# [요청]
아래 DistilBERT 파인튜닝 글에서 "조조링 2024. 11."로 시작해 "테스트 데이터 (텍스트 및 레이블)"로 끝나는 부분을 한 글자도 바꾸지 말고 베껴 쓰세요.

# [원문 발췌]
***

02장. DistilBERT 파인튜닝 및 평가 (문제4~7)

조조링 2024. 11. 23. 00:03

728x90

문제4. IMDB 데이터세트

IMDB 데이터세트는 영화 리뷰 코멘트의 긍정/부정 감성을 판단하기 위해 사용하는 감성 분석 데이터세트이다.
- 25,000개 학습 데이터 (텍스트 및 레이블)
- 25,000개 테스트 데이터 (텍스트 및 레이블)
50,000개 데이터세트를 다운로드하고, 학습과 테스트를 위해 랜덤하게 1,000개씩 데이터를 추출하여 리스트 형식으로 저장하시오.

torchtext는 Pytorch의 자연어 전처리용 라이브러리이다. 이를 이용하면 데이터를 얻을 수 있다.

!pip install torchtext==0.15.2
!pip install portalocker==2.7.0
!pip install accelerate -U

from torchtext.datasets import IMDB

train_iter = IMDB(split='train')
test_iter = IMDB(split='test')

train_iter  # ShardingFilterIterDataPipe

# 런타임 약 30초 소요
# 출력 결과를 고정하기 위해 random.seed 도입
import random
random.seed(6)

# train_iter를 리스트 타입으로 변경
train_lists = list(train_iter)
test_lists = list(test_iter)

***

# [주어진 데이터]
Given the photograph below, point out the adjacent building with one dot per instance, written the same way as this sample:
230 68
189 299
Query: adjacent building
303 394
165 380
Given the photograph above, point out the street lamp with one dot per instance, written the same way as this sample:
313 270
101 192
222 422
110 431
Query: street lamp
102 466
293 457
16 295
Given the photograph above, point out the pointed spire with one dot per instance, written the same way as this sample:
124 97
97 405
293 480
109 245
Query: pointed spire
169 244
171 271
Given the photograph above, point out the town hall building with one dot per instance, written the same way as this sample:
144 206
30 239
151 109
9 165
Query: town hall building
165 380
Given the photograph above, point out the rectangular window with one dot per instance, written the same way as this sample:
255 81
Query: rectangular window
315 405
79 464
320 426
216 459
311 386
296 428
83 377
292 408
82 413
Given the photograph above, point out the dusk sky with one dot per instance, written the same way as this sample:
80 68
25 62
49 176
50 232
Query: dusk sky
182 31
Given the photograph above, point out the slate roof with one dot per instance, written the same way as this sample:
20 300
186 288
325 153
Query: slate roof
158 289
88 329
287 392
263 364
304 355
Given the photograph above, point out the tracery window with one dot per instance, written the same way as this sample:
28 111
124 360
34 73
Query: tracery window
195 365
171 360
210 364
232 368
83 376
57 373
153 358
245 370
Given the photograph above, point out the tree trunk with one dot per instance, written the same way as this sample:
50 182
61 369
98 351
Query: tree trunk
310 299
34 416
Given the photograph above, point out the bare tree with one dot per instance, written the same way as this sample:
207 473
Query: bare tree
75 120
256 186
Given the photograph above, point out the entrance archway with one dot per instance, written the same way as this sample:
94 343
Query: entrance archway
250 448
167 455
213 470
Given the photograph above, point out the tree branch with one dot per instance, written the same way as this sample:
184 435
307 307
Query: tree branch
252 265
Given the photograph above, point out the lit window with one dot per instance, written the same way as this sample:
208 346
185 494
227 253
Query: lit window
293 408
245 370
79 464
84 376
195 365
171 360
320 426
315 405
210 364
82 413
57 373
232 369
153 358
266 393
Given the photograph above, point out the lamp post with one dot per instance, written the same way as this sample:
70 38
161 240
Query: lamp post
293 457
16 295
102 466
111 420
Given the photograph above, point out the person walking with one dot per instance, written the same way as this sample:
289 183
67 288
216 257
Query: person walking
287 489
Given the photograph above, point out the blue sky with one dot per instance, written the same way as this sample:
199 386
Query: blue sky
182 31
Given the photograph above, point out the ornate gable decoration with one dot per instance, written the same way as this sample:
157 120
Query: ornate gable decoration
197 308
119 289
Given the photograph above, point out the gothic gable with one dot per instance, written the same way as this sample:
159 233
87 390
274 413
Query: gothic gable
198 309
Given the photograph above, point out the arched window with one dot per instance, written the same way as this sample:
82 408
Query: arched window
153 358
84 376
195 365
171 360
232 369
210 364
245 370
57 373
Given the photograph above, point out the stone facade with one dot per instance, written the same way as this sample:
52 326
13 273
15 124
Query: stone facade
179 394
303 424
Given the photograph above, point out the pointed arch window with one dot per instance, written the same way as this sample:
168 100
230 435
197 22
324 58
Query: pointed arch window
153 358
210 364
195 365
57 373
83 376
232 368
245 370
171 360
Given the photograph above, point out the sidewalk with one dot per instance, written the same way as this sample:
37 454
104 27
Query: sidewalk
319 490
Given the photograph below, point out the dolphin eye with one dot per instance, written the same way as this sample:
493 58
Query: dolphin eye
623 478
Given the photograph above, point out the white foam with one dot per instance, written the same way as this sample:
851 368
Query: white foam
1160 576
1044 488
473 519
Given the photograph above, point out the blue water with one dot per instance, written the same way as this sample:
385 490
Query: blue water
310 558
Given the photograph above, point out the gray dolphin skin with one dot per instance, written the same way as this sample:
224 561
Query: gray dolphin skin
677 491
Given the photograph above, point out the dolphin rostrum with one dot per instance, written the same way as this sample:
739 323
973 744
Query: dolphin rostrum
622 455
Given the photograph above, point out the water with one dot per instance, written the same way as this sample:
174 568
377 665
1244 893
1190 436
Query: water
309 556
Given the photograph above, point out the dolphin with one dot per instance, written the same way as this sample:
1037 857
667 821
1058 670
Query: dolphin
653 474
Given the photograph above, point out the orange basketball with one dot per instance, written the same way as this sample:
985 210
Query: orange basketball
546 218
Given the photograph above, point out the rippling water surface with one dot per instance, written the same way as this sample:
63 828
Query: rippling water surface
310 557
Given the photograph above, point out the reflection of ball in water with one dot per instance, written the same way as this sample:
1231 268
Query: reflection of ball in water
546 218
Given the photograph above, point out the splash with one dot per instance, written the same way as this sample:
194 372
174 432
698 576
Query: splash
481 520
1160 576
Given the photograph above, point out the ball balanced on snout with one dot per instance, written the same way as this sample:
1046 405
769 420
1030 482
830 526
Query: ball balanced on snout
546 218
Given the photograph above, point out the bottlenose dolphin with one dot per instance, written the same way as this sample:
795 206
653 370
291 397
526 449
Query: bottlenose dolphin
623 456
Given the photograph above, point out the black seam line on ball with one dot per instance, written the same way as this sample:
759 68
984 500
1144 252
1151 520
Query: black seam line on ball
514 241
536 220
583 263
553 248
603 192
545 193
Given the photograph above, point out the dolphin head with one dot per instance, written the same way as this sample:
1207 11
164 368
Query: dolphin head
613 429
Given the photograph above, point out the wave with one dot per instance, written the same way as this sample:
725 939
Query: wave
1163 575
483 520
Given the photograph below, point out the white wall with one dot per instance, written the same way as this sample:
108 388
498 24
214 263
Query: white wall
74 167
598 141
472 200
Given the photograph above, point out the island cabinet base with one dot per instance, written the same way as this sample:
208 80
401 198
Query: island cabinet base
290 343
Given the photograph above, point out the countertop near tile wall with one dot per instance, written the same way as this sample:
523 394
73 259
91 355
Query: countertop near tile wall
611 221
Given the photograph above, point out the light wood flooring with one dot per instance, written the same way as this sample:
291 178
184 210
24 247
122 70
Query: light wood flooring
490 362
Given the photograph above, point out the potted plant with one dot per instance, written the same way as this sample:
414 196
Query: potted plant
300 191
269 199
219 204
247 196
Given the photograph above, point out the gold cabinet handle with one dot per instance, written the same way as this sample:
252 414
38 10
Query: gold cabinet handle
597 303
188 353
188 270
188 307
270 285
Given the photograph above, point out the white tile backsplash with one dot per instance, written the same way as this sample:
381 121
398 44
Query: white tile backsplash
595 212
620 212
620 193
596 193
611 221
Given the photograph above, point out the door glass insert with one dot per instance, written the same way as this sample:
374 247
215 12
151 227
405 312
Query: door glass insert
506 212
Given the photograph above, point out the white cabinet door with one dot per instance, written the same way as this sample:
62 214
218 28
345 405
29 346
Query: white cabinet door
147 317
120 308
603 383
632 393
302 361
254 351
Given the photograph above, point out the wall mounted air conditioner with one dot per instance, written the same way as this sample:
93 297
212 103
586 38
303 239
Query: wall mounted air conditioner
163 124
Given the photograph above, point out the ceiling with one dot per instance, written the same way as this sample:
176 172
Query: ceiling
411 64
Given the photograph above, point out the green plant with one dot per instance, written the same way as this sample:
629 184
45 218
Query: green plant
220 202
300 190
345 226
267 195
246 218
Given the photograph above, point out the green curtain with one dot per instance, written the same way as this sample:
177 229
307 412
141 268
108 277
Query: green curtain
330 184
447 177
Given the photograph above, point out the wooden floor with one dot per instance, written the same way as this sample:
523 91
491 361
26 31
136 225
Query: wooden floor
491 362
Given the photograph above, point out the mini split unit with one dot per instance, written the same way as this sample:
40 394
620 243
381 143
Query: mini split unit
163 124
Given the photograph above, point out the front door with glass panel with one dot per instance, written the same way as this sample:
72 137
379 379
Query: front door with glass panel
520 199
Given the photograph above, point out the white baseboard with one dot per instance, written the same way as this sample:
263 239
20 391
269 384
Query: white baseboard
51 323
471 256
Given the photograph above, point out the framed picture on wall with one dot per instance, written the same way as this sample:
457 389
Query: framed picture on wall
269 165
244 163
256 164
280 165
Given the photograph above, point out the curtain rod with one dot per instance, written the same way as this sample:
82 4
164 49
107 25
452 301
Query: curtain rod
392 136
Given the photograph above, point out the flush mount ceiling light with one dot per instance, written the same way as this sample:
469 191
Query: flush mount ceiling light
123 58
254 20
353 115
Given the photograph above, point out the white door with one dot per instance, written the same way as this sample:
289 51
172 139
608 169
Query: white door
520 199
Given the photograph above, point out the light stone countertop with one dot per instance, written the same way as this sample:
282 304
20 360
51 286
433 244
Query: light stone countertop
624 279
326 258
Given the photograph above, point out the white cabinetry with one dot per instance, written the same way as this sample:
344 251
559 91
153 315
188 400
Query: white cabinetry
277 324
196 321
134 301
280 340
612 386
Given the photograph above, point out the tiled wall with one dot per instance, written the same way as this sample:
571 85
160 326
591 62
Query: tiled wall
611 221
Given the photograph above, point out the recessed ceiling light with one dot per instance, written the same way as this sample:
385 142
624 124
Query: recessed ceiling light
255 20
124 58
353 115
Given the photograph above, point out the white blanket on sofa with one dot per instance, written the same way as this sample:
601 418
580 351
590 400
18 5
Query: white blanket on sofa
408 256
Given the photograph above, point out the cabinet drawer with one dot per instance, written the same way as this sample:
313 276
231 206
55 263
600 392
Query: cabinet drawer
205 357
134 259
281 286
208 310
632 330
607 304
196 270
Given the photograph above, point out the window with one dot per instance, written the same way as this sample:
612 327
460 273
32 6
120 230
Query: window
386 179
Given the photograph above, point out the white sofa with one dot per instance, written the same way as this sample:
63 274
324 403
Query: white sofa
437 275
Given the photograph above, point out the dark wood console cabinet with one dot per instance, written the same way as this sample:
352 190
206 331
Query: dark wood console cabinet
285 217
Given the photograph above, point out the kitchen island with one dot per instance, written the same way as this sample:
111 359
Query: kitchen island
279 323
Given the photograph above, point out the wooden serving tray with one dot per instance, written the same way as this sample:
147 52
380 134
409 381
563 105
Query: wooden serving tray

***

# [결과]
조조링 2024. 11. 23. 00:03

728x90

문제4. IMDB 데이터세트

IMDB 데이터세트는 영화 리뷰 코멘트의 긍정/부정 감성을 판단하기 위해 사용하는 감성 분석 데이터세트이다.
- 25,000개 학습 데이터 (텍스트 및 레이블)
- 25,000개 테스트 데이터 (텍스트 및 레이블)